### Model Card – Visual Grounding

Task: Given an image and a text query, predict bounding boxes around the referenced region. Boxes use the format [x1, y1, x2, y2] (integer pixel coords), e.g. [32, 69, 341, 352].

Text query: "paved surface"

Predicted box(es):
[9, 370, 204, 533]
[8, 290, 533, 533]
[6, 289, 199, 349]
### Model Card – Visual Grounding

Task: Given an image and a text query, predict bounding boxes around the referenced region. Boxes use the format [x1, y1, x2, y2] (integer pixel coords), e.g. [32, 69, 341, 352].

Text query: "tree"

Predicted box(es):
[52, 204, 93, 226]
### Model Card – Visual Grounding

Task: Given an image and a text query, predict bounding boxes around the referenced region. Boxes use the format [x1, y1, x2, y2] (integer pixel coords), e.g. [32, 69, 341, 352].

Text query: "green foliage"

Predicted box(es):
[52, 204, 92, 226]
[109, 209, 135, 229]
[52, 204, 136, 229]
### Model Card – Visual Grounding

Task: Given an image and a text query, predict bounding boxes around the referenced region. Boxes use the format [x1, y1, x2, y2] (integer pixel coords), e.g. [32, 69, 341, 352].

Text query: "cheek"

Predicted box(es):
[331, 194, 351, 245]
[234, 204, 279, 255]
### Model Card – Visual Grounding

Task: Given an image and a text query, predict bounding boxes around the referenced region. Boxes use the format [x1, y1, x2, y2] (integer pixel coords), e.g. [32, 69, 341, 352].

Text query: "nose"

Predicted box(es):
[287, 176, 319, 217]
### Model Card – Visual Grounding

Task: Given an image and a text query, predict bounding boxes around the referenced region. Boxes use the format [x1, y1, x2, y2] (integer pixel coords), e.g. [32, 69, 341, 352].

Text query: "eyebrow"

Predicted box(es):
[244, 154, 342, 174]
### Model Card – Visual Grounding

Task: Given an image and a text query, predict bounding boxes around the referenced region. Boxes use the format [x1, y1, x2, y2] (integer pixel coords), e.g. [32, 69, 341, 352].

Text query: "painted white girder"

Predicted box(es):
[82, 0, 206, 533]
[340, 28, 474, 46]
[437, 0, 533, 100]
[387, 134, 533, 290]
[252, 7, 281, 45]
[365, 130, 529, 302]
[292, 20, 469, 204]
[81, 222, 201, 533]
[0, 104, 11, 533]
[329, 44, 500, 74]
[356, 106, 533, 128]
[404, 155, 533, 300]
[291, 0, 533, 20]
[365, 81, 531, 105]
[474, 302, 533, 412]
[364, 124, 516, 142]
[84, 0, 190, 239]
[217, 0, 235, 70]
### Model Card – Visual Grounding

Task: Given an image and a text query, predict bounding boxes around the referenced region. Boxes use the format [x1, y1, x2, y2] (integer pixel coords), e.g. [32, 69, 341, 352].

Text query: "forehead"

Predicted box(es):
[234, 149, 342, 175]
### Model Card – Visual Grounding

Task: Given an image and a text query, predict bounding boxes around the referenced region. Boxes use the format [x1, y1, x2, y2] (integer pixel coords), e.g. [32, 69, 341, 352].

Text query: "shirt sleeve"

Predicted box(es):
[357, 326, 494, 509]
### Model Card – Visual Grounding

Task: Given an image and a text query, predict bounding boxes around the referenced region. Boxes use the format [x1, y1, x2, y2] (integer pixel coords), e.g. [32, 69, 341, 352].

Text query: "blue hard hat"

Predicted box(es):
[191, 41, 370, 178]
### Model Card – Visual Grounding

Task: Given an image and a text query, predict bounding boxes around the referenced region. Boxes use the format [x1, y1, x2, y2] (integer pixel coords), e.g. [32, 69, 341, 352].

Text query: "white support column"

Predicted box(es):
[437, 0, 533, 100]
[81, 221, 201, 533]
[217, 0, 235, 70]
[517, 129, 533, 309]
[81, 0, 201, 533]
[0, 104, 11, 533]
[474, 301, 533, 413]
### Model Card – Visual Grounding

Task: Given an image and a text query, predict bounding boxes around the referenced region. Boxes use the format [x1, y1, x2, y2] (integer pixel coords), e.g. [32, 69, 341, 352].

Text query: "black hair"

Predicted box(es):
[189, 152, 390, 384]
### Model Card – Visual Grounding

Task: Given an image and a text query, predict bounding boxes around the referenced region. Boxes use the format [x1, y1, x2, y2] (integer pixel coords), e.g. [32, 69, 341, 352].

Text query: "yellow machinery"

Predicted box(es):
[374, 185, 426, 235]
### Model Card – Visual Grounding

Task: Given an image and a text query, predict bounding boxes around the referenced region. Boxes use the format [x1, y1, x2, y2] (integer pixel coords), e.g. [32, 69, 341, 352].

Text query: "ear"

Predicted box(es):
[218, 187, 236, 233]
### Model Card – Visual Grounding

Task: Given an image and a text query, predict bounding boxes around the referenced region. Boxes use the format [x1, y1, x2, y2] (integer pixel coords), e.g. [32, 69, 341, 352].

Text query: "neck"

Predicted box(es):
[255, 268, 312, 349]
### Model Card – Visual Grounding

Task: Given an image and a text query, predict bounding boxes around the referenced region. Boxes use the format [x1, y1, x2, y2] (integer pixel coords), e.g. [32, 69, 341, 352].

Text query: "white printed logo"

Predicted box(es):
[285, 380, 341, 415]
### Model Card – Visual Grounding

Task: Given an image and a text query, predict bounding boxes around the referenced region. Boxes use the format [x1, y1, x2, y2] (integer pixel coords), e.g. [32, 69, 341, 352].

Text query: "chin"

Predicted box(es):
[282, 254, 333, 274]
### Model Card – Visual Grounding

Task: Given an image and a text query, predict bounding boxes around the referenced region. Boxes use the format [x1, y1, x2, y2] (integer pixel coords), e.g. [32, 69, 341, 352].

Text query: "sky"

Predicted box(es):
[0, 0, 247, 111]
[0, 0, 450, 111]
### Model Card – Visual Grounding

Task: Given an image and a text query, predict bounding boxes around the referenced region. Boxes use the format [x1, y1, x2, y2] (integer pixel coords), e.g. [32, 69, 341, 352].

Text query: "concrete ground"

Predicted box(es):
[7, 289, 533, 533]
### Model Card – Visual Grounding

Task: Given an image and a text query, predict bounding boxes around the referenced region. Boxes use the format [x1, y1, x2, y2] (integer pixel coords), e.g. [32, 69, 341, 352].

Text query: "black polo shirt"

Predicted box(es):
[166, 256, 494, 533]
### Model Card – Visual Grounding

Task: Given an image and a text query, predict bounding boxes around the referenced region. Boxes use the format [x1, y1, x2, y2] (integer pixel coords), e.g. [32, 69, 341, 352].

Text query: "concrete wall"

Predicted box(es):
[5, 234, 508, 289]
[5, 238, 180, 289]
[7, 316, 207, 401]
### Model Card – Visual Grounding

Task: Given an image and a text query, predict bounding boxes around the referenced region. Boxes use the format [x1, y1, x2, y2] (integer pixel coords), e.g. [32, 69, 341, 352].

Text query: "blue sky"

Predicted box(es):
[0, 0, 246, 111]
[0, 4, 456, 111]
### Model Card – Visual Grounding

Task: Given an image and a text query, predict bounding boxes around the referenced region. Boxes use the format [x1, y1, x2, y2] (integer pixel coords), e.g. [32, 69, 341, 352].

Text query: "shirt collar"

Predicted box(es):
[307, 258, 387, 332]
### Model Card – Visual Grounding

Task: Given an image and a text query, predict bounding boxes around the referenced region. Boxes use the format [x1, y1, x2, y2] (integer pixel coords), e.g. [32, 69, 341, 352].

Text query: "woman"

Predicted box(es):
__________
Schrijf alle vermeldingen hierboven nog een keer letterlijk over, van de eerste tot en met de laatste.

(OPLOSSING)
### Model Card – Visual Grounding

Task: Given an image and a text query, predict bounding boxes around the referenced region. Boxes use the format [x1, y1, x2, y2] (integer pixel coords), e.g. [32, 69, 341, 352].

Text query: "paved surface"

Predicted box(es):
[9, 370, 204, 533]
[8, 290, 533, 533]
[6, 289, 199, 349]
### Model Card – Visual Grounding

Task: Given an image and a text query, predict bounding boxes around the referenced region. Boxes use the format [x1, y1, x2, y2] (integer pixel coords), e.g. [32, 69, 341, 352].

Text query: "tree"

Predicted box(es):
[52, 204, 93, 226]
### Model Card – Visual Grounding

Task: Given an image and a text query, predict bounding boxes around the referenced region. Boxes use the format [x1, y1, x2, y2] (integer pixel coords), e.g. [32, 69, 341, 352].

Text query: "green foliage"

Predicted box(es):
[52, 204, 92, 226]
[109, 209, 135, 229]
[52, 204, 136, 229]
### Model Card – Visual Grounding

Task: Given an image and a text query, predict bounding boxes around the referenced region. Boxes use the format [x1, y1, x2, y2] (integer pixel coords), e.g. [32, 69, 341, 352].

Text query: "cheek"

Predicted box(es):
[331, 194, 351, 245]
[234, 204, 279, 255]
### Model Card – Visual Grounding

Task: Given an image and a text query, predict bounding boxes around the referenced region. Boxes use the format [x1, y1, x2, y2] (integer pixel coords), e.g. [32, 69, 341, 352].

Text query: "nose"

Predicted box(es):
[287, 176, 319, 217]
### Model Card – Visual Grounding

Task: Given an image and a text query, predict bounding boxes around the referenced region. Boxes use the format [x1, y1, x2, y2] (integer pixel coords), e.g. [32, 69, 341, 352].

Text query: "eyebrow"

Predicted box(es):
[244, 154, 342, 174]
### Model Card – Visual Grounding

Task: Given an image and a text query, predict bounding boxes around the referenced region. Boxes use the format [x1, y1, x2, y2] (integer pixel coords), e.g. [32, 69, 341, 352].

Text query: "painted white girder"

Predicted box(es):
[82, 0, 206, 533]
[340, 28, 474, 46]
[437, 0, 533, 100]
[387, 134, 533, 290]
[252, 7, 281, 45]
[365, 130, 529, 302]
[292, 20, 469, 204]
[81, 222, 201, 533]
[0, 104, 11, 533]
[329, 44, 500, 74]
[356, 106, 533, 128]
[404, 155, 533, 300]
[291, 0, 533, 20]
[365, 81, 531, 105]
[474, 302, 533, 412]
[364, 124, 516, 142]
[84, 0, 190, 239]
[217, 0, 235, 70]
### Model Card – Visual Grounding

Task: Given an image and a text query, predict bounding boxes around the referenced region. Boxes use the format [x1, y1, x2, y2] (integer pixel coords), e.g. [32, 69, 341, 352].

Text query: "forehead"

Predicted box(es):
[234, 149, 342, 175]
### Model Card – Visual Grounding

Task: Given an image and a text query, predict bounding boxes around the referenced region. Boxes use the format [x1, y1, x2, y2] (integer pixel coords), e.g. [32, 69, 341, 352].

Text query: "shirt sleeve"

Predicted box(es):
[357, 326, 494, 509]
### Model Card – Visual Grounding

Task: Given an image and a text query, predict bounding boxes around the referenced region. Boxes use the format [x1, y1, x2, y2] (integer pixel coords), e.g. [32, 69, 341, 352].

Text query: "blue hard hat"

Predicted box(es):
[191, 41, 370, 178]
### Model Card – Visual Grounding

Task: Given an image and a text query, predict bounding boxes around the referenced region. Boxes use the format [x1, y1, x2, y2] (integer pixel coords), e.g. [32, 69, 341, 352].

Text query: "white support column"

Predicted box(es):
[437, 0, 533, 100]
[81, 221, 201, 533]
[217, 0, 235, 70]
[517, 129, 533, 309]
[81, 0, 201, 533]
[0, 104, 11, 533]
[474, 301, 533, 413]
### Model Card – Visual Grounding

Task: Given an image and a text query, predict bounding boxes around the referenced region. Boxes use the format [x1, y1, x2, y2] (integer pixel coords), e.g. [32, 69, 341, 352].

Text query: "black hair"

Predicted box(es):
[189, 152, 390, 384]
### Model Card – Visual Grounding

Task: Given an image and a text query, predict bounding boxes around the referenced region. Boxes use the format [x1, y1, x2, y2] (integer pixel coords), e.g. [32, 69, 341, 352].

Text query: "yellow machinery"

Predicted box(es):
[374, 185, 426, 235]
### Model Card – Visual Grounding

Task: Given an image and a text query, predict bounding boxes around the referenced region. Boxes use the format [x1, y1, x2, y2] (integer pixel coords), e.g. [32, 69, 341, 352].

Text query: "ear"

Predicted box(es):
[218, 187, 236, 233]
### Model Card – Visual Grounding

Task: Given an image and a text query, predict bounding boxes around the referenced region. Boxes use the format [x1, y1, x2, y2] (integer pixel coords), e.g. [32, 69, 341, 352].

Text query: "neck"

Predicted box(es):
[255, 268, 312, 349]
### Model Card – Visual Grounding

Task: Given an image and a text query, predict bounding boxes around the referenced region. Boxes use the format [x1, y1, x2, y2] (integer pixel coords), e.g. [32, 69, 341, 352].

Text query: "white printed logo"

Predicted box(es):
[285, 380, 341, 415]
### Model Card – Visual Grounding

Task: Given an image and a text query, predict bounding boxes around the referenced region. Boxes use the format [x1, y1, x2, y2] (integer pixel coords), e.g. [32, 69, 341, 352].

Text query: "chin"

Predicted box(es):
[282, 254, 333, 274]
### Model Card – Visual Grounding

Task: Given an image and a text query, predict bounding boxes around the referenced region. Boxes use the format [x1, y1, x2, y2] (integer pixel coords), e.g. [32, 69, 341, 352].

Text query: "sky"

Predicted box(es):
[0, 0, 247, 111]
[0, 0, 450, 111]
### Model Card – Visual Grounding

Task: Given an image and a text query, predict bounding boxes around the referenced region. Boxes use the format [x1, y1, x2, y2] (integer pixel coords), e.g. [32, 69, 341, 352].

Text query: "concrete ground"

Predicted box(es):
[7, 289, 533, 533]
### Model Card – Visual Grounding

Task: Given an image and a text query, predict bounding boxes around the referenced region. Boxes use the format [x1, y1, x2, y2] (integer pixel coords), e.g. [32, 69, 341, 352].

Text query: "black polo shirt"

Predicted box(es):
[166, 256, 494, 533]
### Model Card – Visual Grounding

Task: Given an image and a text query, predict bounding boxes around the referenced region. Boxes use the format [x1, y1, x2, y2] (integer pixel coords), e.g. [32, 69, 341, 352].

Text query: "concrete wall"

Predicted box(es):
[5, 234, 508, 289]
[5, 238, 180, 289]
[7, 316, 207, 401]
### Model Card – Visual Grounding

Task: Given an image and a text query, predict bounding boxes around the referenced region. Boxes use the format [x1, y1, x2, y2] (integer pixel coords), e.g. [32, 69, 341, 352].

Text query: "blue sky"

Predicted box(es):
[0, 0, 246, 111]
[0, 4, 456, 111]
### Model Card – Visual Grounding

Task: Given an image and a text query, predict bounding boxes around the referenced region. Boxes use the format [x1, y1, x2, y2] (integer pixel coords), e.g. [32, 69, 341, 352].

Text query: "shirt collar"

Predicted box(es):
[307, 258, 387, 332]
### Model Card – Visual Grounding

Task: Given an image and a text query, predict bounding boxes around the referenced region. Boxes use the format [x1, y1, x2, y2] (integer pixel coords), e.g. [32, 69, 341, 352].

Text query: "woman"

Predicted box(es):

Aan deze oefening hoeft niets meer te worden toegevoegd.